◆ **Directive**
Put every line of the material below into a Markdown table with two columns, Row for the row number and Line for the line itself, skipping blank lines. Leave the pictures out of the table.

(Records from a data source)
=-=-=-=-=
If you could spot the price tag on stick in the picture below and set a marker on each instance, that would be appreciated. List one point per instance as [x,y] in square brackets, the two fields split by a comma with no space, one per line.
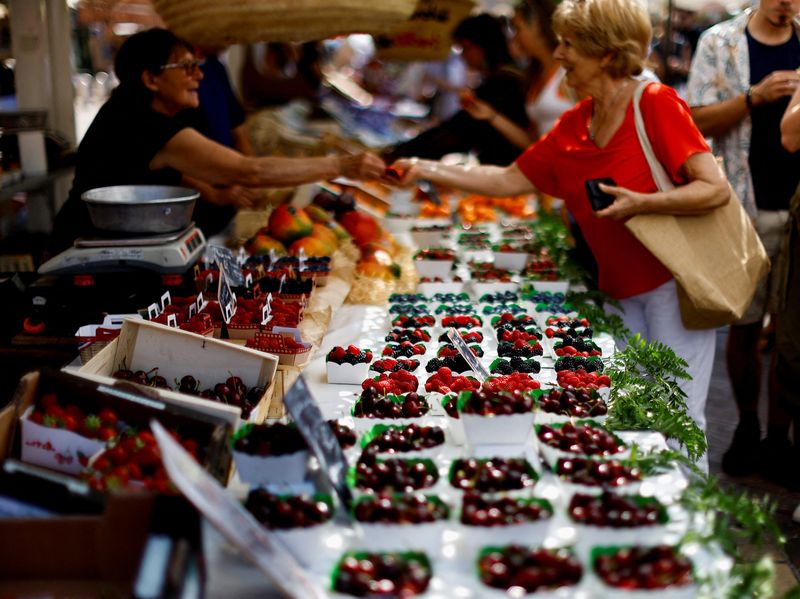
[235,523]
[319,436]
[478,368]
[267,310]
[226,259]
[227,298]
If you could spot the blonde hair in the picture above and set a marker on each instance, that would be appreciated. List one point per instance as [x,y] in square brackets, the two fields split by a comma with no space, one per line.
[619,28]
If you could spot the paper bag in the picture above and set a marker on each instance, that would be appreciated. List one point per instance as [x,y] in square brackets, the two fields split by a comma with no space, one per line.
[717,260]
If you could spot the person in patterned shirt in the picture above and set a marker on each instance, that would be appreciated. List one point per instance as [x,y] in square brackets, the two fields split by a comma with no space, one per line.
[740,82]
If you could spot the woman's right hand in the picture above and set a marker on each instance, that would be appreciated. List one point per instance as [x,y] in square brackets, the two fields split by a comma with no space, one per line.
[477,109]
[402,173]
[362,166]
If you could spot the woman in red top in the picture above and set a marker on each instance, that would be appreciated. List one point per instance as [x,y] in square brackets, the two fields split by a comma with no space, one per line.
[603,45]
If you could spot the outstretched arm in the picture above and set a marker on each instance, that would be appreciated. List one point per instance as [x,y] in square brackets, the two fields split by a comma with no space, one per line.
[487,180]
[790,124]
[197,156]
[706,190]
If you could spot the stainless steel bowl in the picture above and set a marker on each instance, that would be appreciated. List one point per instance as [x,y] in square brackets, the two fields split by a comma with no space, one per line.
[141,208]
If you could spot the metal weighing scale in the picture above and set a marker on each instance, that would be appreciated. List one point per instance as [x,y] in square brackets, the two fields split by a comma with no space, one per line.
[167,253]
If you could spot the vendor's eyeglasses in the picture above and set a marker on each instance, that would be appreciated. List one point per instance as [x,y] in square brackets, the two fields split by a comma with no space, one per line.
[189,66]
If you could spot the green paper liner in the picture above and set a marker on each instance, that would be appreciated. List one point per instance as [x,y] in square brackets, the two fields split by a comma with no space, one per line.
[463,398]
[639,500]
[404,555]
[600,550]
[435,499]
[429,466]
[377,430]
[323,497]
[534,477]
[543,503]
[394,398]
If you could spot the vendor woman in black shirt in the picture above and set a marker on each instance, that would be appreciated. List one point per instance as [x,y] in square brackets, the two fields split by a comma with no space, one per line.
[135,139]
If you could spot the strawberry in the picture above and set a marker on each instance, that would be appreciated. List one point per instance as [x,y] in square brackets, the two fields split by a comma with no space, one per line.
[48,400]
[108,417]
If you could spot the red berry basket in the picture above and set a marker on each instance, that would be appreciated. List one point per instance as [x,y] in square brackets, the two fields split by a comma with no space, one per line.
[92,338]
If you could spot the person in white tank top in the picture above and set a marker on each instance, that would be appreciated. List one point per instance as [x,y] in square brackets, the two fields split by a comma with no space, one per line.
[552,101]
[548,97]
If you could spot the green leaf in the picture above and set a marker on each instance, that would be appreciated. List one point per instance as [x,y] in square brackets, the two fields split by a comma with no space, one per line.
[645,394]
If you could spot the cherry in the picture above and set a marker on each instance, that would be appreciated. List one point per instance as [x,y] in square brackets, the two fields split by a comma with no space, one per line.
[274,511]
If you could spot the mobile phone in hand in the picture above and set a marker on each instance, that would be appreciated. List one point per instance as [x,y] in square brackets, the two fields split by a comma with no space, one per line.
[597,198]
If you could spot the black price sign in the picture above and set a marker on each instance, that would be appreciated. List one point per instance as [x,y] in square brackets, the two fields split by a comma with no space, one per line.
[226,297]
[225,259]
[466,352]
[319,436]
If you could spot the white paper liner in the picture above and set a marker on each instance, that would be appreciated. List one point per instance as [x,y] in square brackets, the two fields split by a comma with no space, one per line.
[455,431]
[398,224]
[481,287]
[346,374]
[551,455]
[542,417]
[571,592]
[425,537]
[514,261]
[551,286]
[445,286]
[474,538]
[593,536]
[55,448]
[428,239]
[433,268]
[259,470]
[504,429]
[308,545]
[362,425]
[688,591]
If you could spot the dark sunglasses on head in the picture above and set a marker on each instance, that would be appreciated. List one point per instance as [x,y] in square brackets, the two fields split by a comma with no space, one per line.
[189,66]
=-=-=-=-=
◆ **Finished answer**
| Row | Line |
|---|---|
| 1 | If you could spot the price tag on stick in the picture below and set a marker on each instance, that would be appreciated. List one point per instance as [x,y] in square brackets, the two fields split by a comma with no space, one per line. |
| 2 | [235,523] |
| 3 | [319,436] |
| 4 | [478,368] |
| 5 | [267,310] |
| 6 | [226,259] |
| 7 | [227,298] |
| 8 | If you could spot the blonde hair in the picture above and set a marker on each instance, that would be appreciated. List one point per instance as [x,y] in square brackets, the two fields split by a comma with no space, one per line. |
| 9 | [619,28] |
| 10 | If you could spot the paper bag in the picture above and set a marker on each instance, that would be appreciated. List one point per instance as [x,y] in square brackets, the two fields split by a comma with no space, one per line. |
| 11 | [717,260] |
| 12 | If you could spot the person in patterned shirt in the picture above and set a marker on each instance, that would be appreciated. List one point per instance as [x,y] in square brackets, the two fields split by a comma with no space, one per line. |
| 13 | [740,82] |
| 14 | If you could spot the woman's right hand in the picture above and set a marker on each instance, that would be appreciated. List one point per instance as [x,y] in square brackets, the two fields split by a comma with no space, one per line. |
| 15 | [477,109] |
| 16 | [402,173] |
| 17 | [362,166] |
| 18 | If you could spot the woman in red top in the picture above and set a marker on each instance, that would be appreciated. List one point per instance as [x,y] in square brackets, the two fields split by a comma with no space, one per line. |
| 19 | [603,45] |
| 20 | If you could spot the outstretched arm in the picture above and set a marker on each instance, that would be appreciated. List one point per instance as [x,y] in square brackets, the two fields split by a comma with no space, one per line. |
| 21 | [487,180] |
| 22 | [790,124] |
| 23 | [197,156] |
| 24 | [706,190] |
| 25 | If you could spot the stainless steel bowl in the picture above and set a marker on each instance, that would be appreciated. List one point per instance as [x,y] in square brackets, the two fields split by a comma with no space, one per line. |
| 26 | [141,208] |
| 27 | If you could spot the metal weighing scale in the picture above and set a marker on each instance, that would be appreciated. List one point per instance as [x,y] in square brackets, the two fields split by a comma with no space, one per line. |
| 28 | [167,253] |
| 29 | If you could spot the vendor's eyeglasses in the picture above and set a marker on each instance, that would be appreciated. List one point per instance as [x,y] in square brackets, the two fields split by a comma with no space, one per line. |
| 30 | [189,66] |
| 31 | If you could spot the green paper liner in the picture above and set a marker on each instance, that would be appreciated. List one point per instance as [x,y] in square brackets, the two fields split by a comma with no space, one per line. |
| 32 | [463,398] |
| 33 | [639,500] |
| 34 | [404,555] |
| 35 | [600,550] |
| 36 | [435,499] |
| 37 | [429,466] |
| 38 | [377,430] |
| 39 | [323,497] |
| 40 | [534,477] |
| 41 | [543,503] |
| 42 | [394,398] |
| 43 | If you could spot the vendor woman in black shirt in the picture above and set a marker on each instance, that would be appreciated. List one point per instance as [x,y] in square brackets, the two fields split by a comma with no space, one per line. |
| 44 | [135,139] |
| 45 | If you could spot the strawberry in the picture above and set a marker on each instance, that would be appreciated. List one point per instance as [x,y] in square brackets, the two fields split by a comma with no space, one per line. |
| 46 | [48,400] |
| 47 | [108,417] |
| 48 | If you could spot the red berry basket in the picture above and set a marker on each instance, that would be appreciated. List one point per instance as [x,y] in square brackets, the two fields split by a comma with no space, one per line. |
| 49 | [92,338] |
| 50 | If you could spot the person in white tank top in the picture above and set a marker on each instance, that would be appreciated. List one point per instance as [x,y] in square brackets, the two fields split by a comma with no space, one per line. |
| 51 | [552,101] |
| 52 | [548,97] |
| 53 | If you could spot the green leaf in the picture above and set a marker on each instance, that would be appreciated. List one point per instance as [x,y] in square brackets, the two fields split by a comma with no space, one per line. |
| 54 | [645,394] |
| 55 | If you could spot the cherry in the picture above and set a marker on each instance, that would be appreciated. List one point per instance as [x,y] in square brackets, the two fields split by a comma with no space, one per line. |
| 56 | [274,511] |
| 57 | If you could spot the mobile phone in hand in the picture above and set a marker on each instance, that would be appreciated. List one point per instance as [x,y] in square brackets, the two fields split by a comma with no space, one per line. |
| 58 | [597,198] |
| 59 | If you could spot the black price sign in the picture above and set a marker on each instance, that would be appreciated. List one point per instance as [x,y] in square brackets, the two fields split by a comma with no space, one per line. |
| 60 | [226,297] |
| 61 | [225,259] |
| 62 | [466,352] |
| 63 | [319,436] |
| 64 | If you could spot the white paper liner in the picture above and set a marker on each instance, that would be appreciated. List one point per instance as [x,y] in square brackets, the two fields split by a comma with no space, one per line. |
| 65 | [455,431] |
| 66 | [398,224] |
| 67 | [481,287] |
| 68 | [346,374] |
| 69 | [551,455] |
| 70 | [542,417] |
| 71 | [571,592] |
| 72 | [425,537] |
| 73 | [514,261] |
| 74 | [551,286] |
| 75 | [445,286] |
| 76 | [474,538] |
| 77 | [593,536] |
| 78 | [55,448] |
| 79 | [428,239] |
| 80 | [433,268] |
| 81 | [259,470] |
| 82 | [504,429] |
| 83 | [308,545] |
| 84 | [362,425] |
| 85 | [688,591] |
| 86 | If you could spot the dark sunglasses on head in the picture above and set a marker on each instance, that would be appreciated. List one point per instance as [x,y] in square brackets, the two fields split by a comma with no space, one per line. |
| 87 | [189,66] |